**Page**
^^^^

Thursday, August 21, 2014

Blue Jays in the garden

Listening again.
Four Blue Jays arguing in the garden.
What can be so important as to cause such a lengthy ruckus?  

Thursday, July 3, 2014

On Reading the Odyssey

Stories with a beginning, a middle, and an end have a temporal framework. The story of the Odyssey is built on a timeline of forty days, but the framework expands to include the ten years of Odysseus’ wanderings, the twenty years of the Trojan war, and also contracts into a hundred smaller stories - tales of the war, Odysseus’ travels and  other characters lives, and also lies - products of Odysseus’ imagination and strategy.  As Professor Struck noted, a story may begin with an object such as the scar or a bow, digress into another narrative and then cycle back through time to the main narrative thread. Time contracts and expands in Homer just as it contracts and expands within our consciousness. 
Professor Struck comments that the Odyssey is a story that doesn’t want to end. In many ways it expands endlessly, circling back on itself. The arc of the story is always toward home and peace. Birth, suffering, struggle, and cessation of struggle - the cycle of human life. Odysseus’ peaceful life, a successful ruler, loving husband and father is interrupted by war, by conflicts among the gods and men, yet from the beginning the reader knows that Odysseus -”the man of twists and turns driven time and again off course” will return home, will live to a peaceful old age - will complete the human cycle successfully. Odysseus is the most human of heroes. We need Odysseus to be okay in the end, because his struggle is so much like our own.
Within the forty days of the Odyssey’s timeline Homer retells the cycle repeatedly. Sometimes in years as in Eumaeus’s tale. Sometimes within the arc of a single day in Book 22, the slaughter of the suitors, or within the span of an hour in Book 23 in Penelope’s final recognition.  Or in just a few brief lines, when all of the epic story is compressed into the details of the life of Odysseus’ dog Argos. In Homer time often shrinks into the details and then explodes into the eternal.

^^^^

**Entries**

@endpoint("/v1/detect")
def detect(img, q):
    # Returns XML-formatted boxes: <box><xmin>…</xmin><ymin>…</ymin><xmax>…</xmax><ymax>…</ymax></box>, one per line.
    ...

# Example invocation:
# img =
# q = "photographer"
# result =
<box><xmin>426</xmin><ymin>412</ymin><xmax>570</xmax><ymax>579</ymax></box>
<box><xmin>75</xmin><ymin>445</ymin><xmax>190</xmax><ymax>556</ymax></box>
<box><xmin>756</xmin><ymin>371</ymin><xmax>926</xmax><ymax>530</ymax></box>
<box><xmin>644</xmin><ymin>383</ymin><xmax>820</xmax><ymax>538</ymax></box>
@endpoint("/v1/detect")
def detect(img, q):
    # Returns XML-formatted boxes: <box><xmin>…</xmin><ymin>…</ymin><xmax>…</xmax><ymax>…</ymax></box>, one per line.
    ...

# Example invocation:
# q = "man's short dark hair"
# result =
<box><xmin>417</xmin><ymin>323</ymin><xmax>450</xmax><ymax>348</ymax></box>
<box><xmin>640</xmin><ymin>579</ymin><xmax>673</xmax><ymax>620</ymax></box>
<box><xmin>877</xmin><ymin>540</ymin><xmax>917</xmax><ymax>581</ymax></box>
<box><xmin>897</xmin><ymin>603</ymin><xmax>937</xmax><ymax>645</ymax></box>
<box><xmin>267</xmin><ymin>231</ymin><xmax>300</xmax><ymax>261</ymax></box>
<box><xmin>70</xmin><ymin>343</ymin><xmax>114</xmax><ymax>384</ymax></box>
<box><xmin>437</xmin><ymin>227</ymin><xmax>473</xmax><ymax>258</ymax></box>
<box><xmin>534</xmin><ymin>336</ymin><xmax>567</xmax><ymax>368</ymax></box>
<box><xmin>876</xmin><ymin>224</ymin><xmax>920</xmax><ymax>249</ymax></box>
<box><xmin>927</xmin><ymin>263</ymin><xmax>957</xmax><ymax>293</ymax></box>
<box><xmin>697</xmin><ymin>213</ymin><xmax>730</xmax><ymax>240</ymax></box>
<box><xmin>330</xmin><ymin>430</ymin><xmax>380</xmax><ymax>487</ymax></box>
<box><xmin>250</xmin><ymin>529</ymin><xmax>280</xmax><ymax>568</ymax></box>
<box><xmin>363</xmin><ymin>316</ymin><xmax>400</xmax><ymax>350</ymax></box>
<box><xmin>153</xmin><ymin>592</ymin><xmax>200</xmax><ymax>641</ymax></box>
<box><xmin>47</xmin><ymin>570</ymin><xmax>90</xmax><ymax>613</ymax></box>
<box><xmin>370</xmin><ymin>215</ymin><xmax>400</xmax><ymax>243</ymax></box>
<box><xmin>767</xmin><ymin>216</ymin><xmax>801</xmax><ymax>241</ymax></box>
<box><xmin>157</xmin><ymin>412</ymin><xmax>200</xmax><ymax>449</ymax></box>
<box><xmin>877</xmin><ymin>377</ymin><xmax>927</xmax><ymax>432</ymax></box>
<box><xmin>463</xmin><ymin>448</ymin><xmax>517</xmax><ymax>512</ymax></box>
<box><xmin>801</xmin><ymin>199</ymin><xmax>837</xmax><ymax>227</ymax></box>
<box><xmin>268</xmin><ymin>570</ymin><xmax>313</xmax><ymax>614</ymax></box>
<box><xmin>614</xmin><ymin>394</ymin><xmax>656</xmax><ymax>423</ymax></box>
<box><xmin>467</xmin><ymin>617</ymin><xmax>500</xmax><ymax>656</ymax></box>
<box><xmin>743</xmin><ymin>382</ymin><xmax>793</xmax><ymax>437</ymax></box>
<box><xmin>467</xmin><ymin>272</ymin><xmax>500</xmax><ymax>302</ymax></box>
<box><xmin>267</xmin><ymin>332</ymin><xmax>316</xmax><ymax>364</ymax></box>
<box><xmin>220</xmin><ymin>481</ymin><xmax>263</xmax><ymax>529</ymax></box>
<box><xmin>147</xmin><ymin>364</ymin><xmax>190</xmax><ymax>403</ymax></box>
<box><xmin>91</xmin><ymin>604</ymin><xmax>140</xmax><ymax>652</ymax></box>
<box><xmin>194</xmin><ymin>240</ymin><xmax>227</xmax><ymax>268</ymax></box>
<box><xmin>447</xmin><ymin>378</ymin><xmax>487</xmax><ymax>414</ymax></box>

^^^^

**Exercise set**
a) Write out the passage of the blog on Blue Jays and the Odyssey that runs between "Listening again." and "within our consciousness.", inclusive.
b) Pick up the blog on Blue Jays and the Odyssey after its last sentence and continue writing it.

**Results in order**
a)
Listening again.
Four Blue Jays arguing in the garden.
What can be so important as to cause such a lengthy ruckus?  

Thursday, July 3, 2014

On Reading the Odyssey

Stories with a beginning, a middle, and an end have a temporal framework. The story of the Odyssey is built on a timeline of forty days, but the framework expands to include the ten years of Odysseus’ wanderings, the twenty years of the Trojan war, and also contracts into a hundred smaller stories - tales of the war, Odysseus’ travels and  other characters lives, and also lies - products of Odysseus’ imagination and strategy.  As Professor Struck noted, a story may begin with an object such as the scar or a bow, digress into another narrative and then cycle back through time to the main narrative thread. Time contracts and expands in Homer just as it contracts and expands within our consciousness.

b)
Does Homer’s temporal framework have significance for the making of myth? Yes, in that it affirms the universals of human experience. But there is more to consider. The Odyssey is - by common agreement, over a vast period history - one of the greatest works of the human imagination. It is impossible to fit it into  Burkert and Struck’s definition of  myth as a traditional tale told with secondary partial reference to something of collective importance and “told by someone for some reason.” Homer burst through those boundaries. The Odyssey is simply so much more than just a myth. So much more than a “secondary partial reference to something of collective importance.”
In the six lines below, as Odysseus and Eumaeus settle in for the night, Homer tells us everything I believe we will ever actually know about why people tell each other stories:
We two will keep to shelter here, eat and drink
and take some joy in each other’s heartbreaking sorrows,
sharing each other’s memories. Over the years, you know,
a man finds solace even in old sorrows, true, a man
who’s weathered many blows and wandered many miles.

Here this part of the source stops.